DATASET:

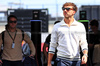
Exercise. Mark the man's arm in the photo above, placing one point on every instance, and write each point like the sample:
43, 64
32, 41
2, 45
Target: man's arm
50, 56
84, 57
44, 50
0, 48
83, 44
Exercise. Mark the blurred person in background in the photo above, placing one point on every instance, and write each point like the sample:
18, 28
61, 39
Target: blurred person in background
12, 48
67, 37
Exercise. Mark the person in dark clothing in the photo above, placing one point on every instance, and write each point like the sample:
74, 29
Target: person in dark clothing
46, 44
94, 42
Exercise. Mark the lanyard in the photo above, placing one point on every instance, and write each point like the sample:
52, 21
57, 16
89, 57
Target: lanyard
11, 36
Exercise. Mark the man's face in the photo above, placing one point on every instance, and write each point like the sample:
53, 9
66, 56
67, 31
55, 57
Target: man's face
12, 22
94, 28
68, 11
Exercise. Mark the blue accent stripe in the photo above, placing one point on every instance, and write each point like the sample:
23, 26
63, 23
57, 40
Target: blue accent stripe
35, 20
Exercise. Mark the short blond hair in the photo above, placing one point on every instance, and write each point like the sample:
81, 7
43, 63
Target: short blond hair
71, 4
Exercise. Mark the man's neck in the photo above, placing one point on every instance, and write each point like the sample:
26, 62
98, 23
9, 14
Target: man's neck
68, 21
12, 29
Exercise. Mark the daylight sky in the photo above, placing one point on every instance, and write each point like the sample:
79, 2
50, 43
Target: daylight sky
53, 6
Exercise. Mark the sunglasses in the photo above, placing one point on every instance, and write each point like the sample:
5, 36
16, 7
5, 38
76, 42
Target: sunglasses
67, 9
12, 21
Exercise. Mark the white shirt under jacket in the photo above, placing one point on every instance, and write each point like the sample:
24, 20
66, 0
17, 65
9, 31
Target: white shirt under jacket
68, 40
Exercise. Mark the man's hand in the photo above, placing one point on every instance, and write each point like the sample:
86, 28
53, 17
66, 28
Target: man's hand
84, 59
31, 56
1, 62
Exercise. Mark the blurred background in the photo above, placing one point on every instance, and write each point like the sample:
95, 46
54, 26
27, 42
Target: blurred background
45, 13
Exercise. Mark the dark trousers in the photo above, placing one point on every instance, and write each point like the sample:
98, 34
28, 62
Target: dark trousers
11, 63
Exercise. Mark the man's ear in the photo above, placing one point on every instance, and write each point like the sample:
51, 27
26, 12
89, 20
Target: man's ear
74, 12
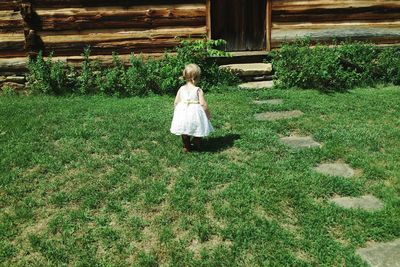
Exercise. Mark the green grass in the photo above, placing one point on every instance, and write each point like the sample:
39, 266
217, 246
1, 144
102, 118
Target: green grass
92, 181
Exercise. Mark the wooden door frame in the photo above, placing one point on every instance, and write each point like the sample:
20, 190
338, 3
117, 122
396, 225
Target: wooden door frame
268, 22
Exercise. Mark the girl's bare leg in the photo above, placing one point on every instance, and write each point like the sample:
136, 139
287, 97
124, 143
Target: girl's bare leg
186, 143
197, 143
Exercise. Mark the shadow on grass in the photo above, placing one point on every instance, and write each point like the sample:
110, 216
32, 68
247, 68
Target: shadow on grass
216, 144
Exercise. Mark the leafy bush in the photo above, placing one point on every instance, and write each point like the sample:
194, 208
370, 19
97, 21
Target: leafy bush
47, 76
389, 65
7, 91
142, 76
338, 67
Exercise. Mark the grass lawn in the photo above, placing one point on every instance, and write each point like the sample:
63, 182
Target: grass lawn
93, 181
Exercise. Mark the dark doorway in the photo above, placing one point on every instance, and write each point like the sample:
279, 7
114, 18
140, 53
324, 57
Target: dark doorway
240, 22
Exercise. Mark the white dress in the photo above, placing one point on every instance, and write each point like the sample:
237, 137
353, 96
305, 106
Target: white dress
189, 116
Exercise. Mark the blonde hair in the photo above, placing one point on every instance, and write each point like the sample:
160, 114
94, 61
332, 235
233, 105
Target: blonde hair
191, 73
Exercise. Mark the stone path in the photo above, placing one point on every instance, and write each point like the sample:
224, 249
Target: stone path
335, 169
257, 85
271, 116
269, 102
367, 203
377, 255
253, 69
300, 142
381, 254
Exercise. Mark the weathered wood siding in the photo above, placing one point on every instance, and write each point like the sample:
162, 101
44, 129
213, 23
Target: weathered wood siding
66, 27
151, 26
373, 20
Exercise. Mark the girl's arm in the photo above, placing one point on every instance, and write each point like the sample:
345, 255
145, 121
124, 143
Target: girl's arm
177, 98
203, 103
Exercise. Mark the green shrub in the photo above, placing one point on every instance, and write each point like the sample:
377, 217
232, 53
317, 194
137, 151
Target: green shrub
7, 91
389, 65
140, 77
47, 76
88, 76
338, 67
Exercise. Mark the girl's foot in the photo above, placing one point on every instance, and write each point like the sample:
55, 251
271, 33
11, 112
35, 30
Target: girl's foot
197, 143
186, 143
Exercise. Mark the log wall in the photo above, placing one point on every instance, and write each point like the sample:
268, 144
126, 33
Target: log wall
66, 27
377, 21
151, 26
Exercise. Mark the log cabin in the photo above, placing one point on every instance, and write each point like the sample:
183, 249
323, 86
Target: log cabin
66, 27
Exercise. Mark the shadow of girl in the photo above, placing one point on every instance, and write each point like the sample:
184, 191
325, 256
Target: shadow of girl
219, 143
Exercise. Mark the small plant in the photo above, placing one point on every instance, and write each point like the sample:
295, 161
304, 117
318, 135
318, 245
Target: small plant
88, 75
8, 91
141, 77
389, 65
339, 67
47, 76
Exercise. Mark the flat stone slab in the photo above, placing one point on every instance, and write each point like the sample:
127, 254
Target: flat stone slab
257, 85
381, 254
367, 203
300, 142
253, 69
335, 169
278, 115
269, 102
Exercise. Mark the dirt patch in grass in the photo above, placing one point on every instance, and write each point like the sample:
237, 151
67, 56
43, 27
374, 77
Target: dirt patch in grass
236, 155
210, 214
215, 241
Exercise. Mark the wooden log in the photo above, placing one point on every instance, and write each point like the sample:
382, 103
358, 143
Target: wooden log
123, 42
142, 17
19, 64
12, 45
10, 5
10, 21
13, 65
377, 35
107, 3
377, 13
318, 4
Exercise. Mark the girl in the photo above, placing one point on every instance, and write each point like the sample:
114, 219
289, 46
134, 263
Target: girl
191, 115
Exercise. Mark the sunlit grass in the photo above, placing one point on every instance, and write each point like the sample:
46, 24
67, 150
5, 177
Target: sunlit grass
93, 181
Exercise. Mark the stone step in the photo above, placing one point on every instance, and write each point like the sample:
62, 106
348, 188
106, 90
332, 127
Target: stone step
253, 69
335, 169
278, 115
268, 102
381, 254
243, 57
257, 85
367, 203
259, 78
300, 142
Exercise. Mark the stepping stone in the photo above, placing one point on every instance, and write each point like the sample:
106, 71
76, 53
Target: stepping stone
253, 69
367, 203
335, 169
271, 116
300, 142
257, 85
269, 102
381, 254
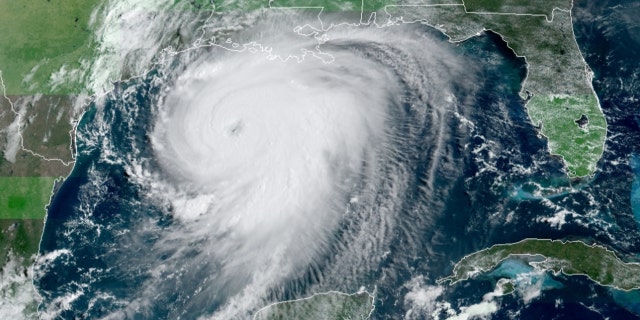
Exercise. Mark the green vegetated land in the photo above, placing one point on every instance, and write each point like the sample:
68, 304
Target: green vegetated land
332, 6
41, 37
24, 197
517, 6
330, 306
558, 86
570, 257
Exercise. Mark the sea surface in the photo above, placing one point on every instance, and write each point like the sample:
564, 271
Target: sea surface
495, 183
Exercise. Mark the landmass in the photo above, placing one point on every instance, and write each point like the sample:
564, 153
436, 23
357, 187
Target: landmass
559, 95
55, 56
329, 305
568, 257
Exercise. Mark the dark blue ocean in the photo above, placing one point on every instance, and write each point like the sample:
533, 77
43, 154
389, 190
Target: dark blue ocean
485, 197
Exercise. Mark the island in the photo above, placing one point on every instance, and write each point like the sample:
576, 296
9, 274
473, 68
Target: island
567, 257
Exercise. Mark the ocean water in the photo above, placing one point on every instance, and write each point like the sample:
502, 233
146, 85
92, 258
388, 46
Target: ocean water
106, 252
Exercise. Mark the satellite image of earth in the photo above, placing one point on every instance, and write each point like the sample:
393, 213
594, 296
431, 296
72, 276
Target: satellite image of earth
320, 159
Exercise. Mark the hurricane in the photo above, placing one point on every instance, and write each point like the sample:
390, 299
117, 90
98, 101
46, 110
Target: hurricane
258, 169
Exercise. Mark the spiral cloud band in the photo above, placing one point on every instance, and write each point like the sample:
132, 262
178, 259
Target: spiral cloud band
286, 157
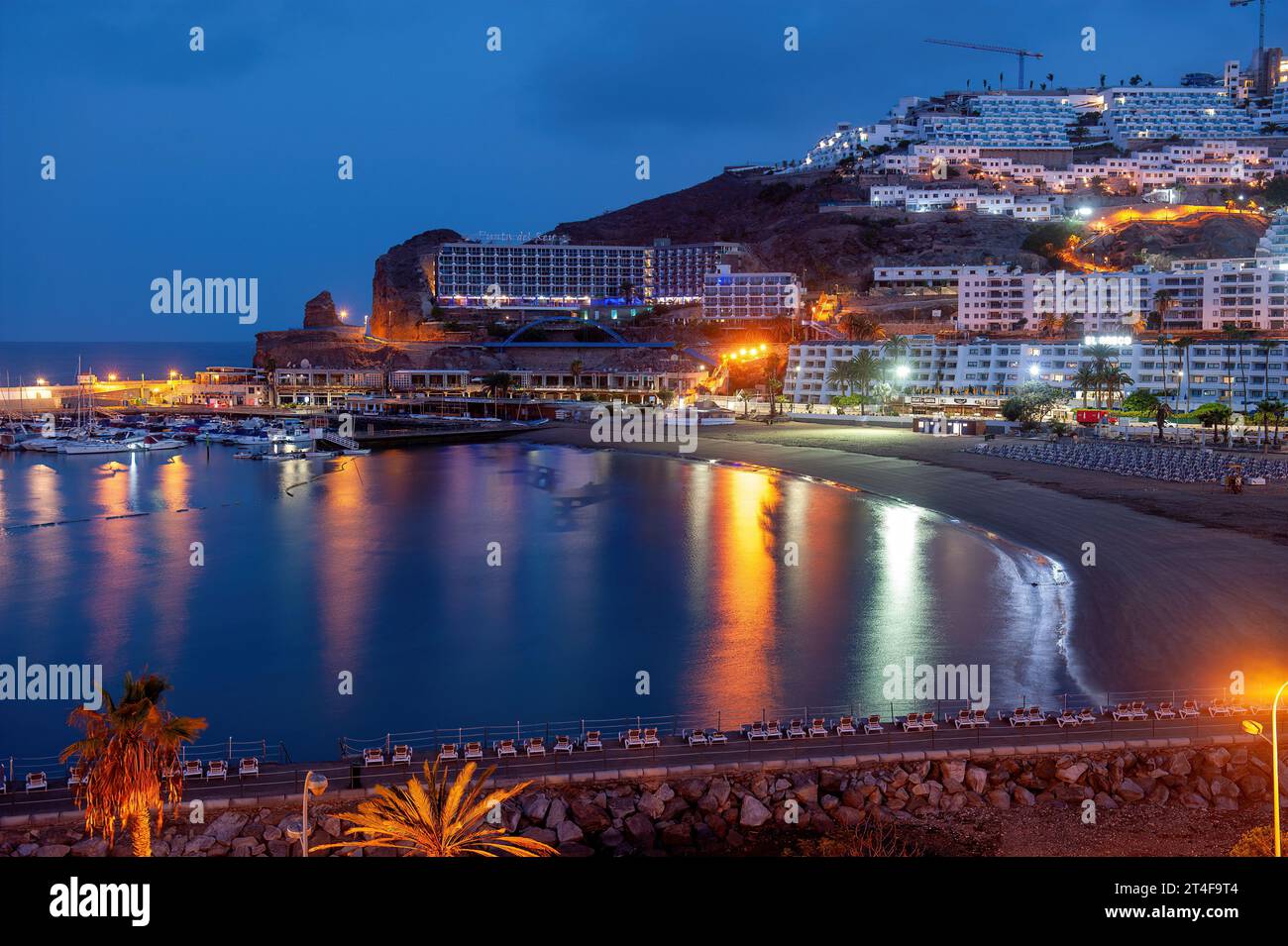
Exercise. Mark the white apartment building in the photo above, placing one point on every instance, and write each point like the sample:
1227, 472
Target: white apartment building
1144, 113
1218, 368
1013, 300
913, 277
750, 296
542, 275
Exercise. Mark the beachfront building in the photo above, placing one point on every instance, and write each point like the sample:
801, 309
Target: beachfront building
741, 297
542, 275
224, 386
1219, 368
1136, 113
323, 387
928, 275
681, 269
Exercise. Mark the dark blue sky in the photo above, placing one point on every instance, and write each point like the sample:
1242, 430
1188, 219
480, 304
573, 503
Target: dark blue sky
223, 163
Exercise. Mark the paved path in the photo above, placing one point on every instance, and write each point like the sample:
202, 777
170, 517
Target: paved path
1164, 602
288, 779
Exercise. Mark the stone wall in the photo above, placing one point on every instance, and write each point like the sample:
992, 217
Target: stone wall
699, 809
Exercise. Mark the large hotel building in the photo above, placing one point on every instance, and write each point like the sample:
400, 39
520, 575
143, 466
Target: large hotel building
563, 277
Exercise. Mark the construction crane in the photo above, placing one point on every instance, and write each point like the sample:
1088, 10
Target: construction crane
1261, 31
1019, 53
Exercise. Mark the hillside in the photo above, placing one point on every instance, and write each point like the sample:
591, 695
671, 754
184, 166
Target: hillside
782, 228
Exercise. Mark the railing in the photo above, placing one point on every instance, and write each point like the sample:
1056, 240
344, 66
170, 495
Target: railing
283, 775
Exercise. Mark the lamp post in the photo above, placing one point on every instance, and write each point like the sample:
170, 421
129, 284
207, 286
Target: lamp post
1258, 730
314, 783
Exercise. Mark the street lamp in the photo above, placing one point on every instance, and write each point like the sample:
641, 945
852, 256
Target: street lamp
314, 784
1258, 730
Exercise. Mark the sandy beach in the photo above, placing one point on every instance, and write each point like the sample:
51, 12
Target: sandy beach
1184, 589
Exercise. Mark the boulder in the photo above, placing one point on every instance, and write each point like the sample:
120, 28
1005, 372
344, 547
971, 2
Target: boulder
754, 812
228, 825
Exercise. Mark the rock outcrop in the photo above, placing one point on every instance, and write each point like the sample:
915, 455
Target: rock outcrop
402, 288
320, 312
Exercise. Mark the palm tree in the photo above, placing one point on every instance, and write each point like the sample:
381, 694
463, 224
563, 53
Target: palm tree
1266, 348
1183, 347
127, 752
1086, 379
434, 820
841, 376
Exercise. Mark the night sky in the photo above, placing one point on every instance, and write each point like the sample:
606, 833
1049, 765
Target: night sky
223, 162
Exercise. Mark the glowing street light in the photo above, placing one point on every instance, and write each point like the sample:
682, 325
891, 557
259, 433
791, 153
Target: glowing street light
1258, 730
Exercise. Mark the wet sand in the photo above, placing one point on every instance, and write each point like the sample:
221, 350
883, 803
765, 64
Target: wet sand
1168, 602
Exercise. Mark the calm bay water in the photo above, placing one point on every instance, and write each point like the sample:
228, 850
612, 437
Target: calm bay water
378, 567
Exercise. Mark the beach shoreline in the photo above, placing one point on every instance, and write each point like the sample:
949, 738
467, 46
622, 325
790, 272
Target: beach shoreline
1122, 630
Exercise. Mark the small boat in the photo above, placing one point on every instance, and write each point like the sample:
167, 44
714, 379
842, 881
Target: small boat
155, 442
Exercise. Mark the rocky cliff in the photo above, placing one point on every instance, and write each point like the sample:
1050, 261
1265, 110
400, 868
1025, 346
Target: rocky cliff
402, 295
320, 312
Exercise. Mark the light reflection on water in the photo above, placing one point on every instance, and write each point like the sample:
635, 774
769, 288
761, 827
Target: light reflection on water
612, 564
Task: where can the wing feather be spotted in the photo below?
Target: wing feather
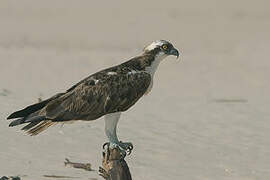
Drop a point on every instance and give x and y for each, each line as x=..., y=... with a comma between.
x=99, y=95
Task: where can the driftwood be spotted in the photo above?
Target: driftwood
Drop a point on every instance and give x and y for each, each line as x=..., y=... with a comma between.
x=85, y=166
x=114, y=167
x=10, y=178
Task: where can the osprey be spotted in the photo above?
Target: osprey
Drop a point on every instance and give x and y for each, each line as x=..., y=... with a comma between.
x=107, y=93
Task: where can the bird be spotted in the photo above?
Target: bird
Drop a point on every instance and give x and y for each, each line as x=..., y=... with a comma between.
x=108, y=93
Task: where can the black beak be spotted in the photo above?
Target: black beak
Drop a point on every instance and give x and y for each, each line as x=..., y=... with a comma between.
x=174, y=52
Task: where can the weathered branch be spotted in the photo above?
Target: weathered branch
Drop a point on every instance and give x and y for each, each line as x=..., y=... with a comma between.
x=114, y=166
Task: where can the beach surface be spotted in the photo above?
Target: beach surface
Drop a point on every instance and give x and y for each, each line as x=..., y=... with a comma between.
x=207, y=117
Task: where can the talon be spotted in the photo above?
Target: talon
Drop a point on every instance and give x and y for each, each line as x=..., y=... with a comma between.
x=105, y=144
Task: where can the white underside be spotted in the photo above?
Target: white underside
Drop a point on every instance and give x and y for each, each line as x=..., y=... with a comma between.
x=152, y=69
x=111, y=121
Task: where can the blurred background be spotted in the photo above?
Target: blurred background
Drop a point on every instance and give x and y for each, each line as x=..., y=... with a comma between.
x=207, y=117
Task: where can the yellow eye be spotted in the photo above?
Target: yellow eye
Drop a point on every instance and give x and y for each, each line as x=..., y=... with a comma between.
x=164, y=47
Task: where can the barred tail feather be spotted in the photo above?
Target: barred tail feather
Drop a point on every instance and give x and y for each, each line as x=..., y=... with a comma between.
x=35, y=128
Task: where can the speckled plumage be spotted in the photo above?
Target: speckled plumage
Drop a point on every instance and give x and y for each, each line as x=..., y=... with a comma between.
x=108, y=91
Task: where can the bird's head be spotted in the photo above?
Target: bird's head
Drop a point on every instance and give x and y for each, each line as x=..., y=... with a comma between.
x=161, y=48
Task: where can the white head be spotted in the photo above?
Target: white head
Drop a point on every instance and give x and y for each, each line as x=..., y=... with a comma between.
x=161, y=48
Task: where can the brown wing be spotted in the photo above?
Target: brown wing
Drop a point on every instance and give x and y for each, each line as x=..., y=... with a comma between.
x=97, y=96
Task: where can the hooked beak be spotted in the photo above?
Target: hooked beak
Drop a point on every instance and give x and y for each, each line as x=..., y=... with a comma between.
x=174, y=52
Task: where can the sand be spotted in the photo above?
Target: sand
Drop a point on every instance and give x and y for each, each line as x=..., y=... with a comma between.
x=207, y=117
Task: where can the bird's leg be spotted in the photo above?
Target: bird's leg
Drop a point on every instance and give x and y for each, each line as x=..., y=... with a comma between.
x=111, y=121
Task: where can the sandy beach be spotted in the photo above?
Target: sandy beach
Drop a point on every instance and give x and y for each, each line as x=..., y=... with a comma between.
x=207, y=117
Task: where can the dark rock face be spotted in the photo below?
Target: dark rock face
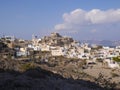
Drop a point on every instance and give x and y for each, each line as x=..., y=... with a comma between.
x=42, y=80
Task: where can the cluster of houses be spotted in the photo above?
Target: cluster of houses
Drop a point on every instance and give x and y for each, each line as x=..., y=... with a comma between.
x=67, y=47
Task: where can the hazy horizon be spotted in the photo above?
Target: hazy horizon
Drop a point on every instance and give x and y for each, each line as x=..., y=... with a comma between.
x=80, y=19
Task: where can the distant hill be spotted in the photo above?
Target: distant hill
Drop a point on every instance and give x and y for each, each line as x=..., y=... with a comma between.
x=102, y=42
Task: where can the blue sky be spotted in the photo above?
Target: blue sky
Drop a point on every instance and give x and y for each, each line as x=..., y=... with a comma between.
x=23, y=18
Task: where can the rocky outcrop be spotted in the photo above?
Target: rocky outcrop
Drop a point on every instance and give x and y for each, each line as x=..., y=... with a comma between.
x=39, y=79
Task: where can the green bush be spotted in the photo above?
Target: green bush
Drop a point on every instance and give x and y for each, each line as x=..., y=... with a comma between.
x=27, y=66
x=117, y=59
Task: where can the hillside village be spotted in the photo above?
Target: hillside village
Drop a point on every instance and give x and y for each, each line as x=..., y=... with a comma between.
x=57, y=45
x=61, y=53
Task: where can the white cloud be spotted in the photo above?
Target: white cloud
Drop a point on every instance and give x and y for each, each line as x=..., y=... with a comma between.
x=79, y=18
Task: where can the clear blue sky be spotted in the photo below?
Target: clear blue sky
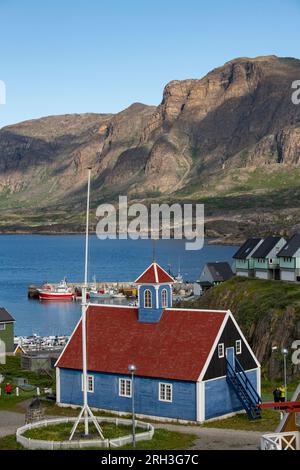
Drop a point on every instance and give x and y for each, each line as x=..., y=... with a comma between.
x=64, y=56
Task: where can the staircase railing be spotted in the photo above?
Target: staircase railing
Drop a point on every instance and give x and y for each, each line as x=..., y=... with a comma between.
x=244, y=389
x=246, y=382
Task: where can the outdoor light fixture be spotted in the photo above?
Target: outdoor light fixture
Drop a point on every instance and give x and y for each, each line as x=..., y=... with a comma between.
x=132, y=370
x=284, y=352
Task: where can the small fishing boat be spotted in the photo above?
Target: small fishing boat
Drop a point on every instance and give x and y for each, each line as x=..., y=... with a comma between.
x=99, y=294
x=117, y=295
x=59, y=292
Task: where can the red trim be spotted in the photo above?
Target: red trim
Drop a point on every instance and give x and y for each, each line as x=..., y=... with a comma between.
x=176, y=348
x=154, y=274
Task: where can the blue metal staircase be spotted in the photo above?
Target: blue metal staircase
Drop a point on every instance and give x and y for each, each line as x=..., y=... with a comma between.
x=237, y=378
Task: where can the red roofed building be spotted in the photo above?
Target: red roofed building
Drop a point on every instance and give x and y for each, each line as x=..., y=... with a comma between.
x=182, y=357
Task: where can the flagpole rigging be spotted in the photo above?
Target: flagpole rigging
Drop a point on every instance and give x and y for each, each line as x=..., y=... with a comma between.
x=86, y=412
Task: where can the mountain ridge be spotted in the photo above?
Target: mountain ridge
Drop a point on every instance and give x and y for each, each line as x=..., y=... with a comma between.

BRIEF: Starting with the line that contains "Task: where can the staircase" and going on through the line that contains "x=246, y=382", write every one of those lines again, and shift each answer coordinate by adding 36 to both its x and y values.

TASK RESPONSE:
Task: where can the staircase railing be spotted in the photo above?
Target: staircase railing
Drop a point on every instance and give x and y for each, each line as x=..., y=... with a comma between.
x=280, y=425
x=282, y=418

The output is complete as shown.